# XeVision ULTRA 85 .... Beamshots



## sledhead (Dec 12, 2018)

Here are the 1st known beam shots of the new ULTRA 85.. ( I hope ) Freezing cold tonight so I did not make it to the powerlines, just set up in the back field.

Amazing light and I feel fortunate to have one of the 10 made. No camera, just an iPhone 8....best I could do.


----------



## BVH (Dec 12, 2018)

The all-important distance to the tree is missing.


----------



## Rasher (Dec 12, 2018)

Nice.


----------



## ven (Dec 12, 2018)

WOW , out of this world stuff. Congrats on a very special beast


----------



## sledhead (Dec 12, 2018)

BVH said:


> The all-important distance to the tree is missing.



Yes, I know I lack on specs.  Not a golfer so I don't own a rangefinder and I don't do that google stuff. However, it is across a 30 acre parcel...that tree is about 2800 ft away from where I was set up. Really was not a distance shot by any means. When I have some time I'll be taking some shots at the power lines nearby. Hopefully get some known distances then. Plus, it was freakin cold out!!

• _Entries provided_
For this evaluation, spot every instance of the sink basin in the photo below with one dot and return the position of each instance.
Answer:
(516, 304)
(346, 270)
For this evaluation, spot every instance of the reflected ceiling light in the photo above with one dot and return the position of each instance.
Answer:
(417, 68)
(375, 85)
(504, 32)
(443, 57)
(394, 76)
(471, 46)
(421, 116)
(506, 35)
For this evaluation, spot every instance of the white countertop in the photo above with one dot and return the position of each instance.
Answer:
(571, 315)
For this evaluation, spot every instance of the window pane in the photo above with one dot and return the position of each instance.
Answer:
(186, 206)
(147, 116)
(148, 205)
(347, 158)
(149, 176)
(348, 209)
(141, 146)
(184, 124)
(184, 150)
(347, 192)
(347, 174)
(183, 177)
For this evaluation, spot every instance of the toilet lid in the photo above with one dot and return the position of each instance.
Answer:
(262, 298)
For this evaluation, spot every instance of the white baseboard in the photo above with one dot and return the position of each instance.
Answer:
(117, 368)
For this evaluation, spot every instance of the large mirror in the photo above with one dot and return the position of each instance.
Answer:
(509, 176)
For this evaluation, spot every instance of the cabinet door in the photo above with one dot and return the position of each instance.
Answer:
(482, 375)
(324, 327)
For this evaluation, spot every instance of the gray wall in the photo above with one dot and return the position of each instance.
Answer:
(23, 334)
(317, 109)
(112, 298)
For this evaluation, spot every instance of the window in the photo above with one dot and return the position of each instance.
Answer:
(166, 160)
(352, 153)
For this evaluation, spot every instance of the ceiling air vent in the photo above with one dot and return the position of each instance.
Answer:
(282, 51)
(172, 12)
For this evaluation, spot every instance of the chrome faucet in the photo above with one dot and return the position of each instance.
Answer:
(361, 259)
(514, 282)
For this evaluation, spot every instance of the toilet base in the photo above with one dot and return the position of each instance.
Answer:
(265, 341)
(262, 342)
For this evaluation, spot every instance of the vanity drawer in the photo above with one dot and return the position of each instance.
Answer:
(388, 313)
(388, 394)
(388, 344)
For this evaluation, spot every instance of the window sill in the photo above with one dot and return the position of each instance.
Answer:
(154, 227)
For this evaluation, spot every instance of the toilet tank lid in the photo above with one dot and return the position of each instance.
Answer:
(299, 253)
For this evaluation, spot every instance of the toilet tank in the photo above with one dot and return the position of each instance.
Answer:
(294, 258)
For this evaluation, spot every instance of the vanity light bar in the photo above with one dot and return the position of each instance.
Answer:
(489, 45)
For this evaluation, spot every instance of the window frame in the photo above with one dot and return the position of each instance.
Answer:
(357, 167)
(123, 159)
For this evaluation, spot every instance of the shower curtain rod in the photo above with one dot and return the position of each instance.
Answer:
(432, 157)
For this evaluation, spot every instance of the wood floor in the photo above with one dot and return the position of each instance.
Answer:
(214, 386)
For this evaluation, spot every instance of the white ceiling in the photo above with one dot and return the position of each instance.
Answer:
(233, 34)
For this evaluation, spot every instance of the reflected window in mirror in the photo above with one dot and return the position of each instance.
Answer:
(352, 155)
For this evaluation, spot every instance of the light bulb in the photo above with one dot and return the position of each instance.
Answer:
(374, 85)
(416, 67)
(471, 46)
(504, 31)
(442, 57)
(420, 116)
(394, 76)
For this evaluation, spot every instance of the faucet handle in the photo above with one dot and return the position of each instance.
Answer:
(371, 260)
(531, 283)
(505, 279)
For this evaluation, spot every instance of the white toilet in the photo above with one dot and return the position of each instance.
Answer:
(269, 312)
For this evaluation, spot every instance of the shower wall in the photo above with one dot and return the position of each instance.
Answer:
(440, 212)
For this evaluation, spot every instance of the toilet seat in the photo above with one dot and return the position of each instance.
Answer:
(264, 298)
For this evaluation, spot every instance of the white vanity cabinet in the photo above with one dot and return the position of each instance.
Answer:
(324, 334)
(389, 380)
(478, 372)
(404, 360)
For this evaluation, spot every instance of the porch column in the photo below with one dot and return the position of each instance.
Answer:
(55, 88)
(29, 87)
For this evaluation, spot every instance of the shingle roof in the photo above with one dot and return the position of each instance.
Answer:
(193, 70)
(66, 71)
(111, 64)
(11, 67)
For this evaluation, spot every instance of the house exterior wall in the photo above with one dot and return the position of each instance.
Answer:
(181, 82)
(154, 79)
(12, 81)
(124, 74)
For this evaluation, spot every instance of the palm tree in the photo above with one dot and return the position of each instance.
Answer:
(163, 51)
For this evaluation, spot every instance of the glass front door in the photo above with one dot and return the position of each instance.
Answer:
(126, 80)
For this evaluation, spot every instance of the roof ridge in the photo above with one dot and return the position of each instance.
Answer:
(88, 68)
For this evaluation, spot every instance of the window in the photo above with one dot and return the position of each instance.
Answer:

• _Task statement_
Reproduce the entire forum thread about the XeVision ULTRA 85 beamshots exactly as it appears above.

• _Reply_
# XeVision ULTRA 85 .... Beamshots



## sledhead (Dec 12, 2018)

Here are the 1st known beam shots of the new ULTRA 85.. ( I hope ) Freezing cold tonight so I did not make it to the powerlines, just set up in the back field.

Amazing light and I feel fortunate to have one of the 10 made. No camera, just an iPhone 8....best I could do.


----------



## BVH (Dec 12, 2018)

The all-important distance to the tree is missing.


----------



## Rasher (Dec 12, 2018)

Nice.


----------



## ven (Dec 12, 2018)

WOW , out of this world stuff. Congrats on a very special beast


----------



## sledhead (Dec 12, 2018)

BVH said:


> The all-important distance to the tree is missing.



Yes, I know I lack on specs.  Not a golfer so I don't own a rangefinder and I don't do that google stuff. However, it is across a 30 acre parcel...that tree is about 2800 ft away from where I was set up. Really was not a distance shot by any means. When I have some time I'll be taking some shots at the power lines nearby. Hopefully get some known distances then. Plus, it was freakin cold out!!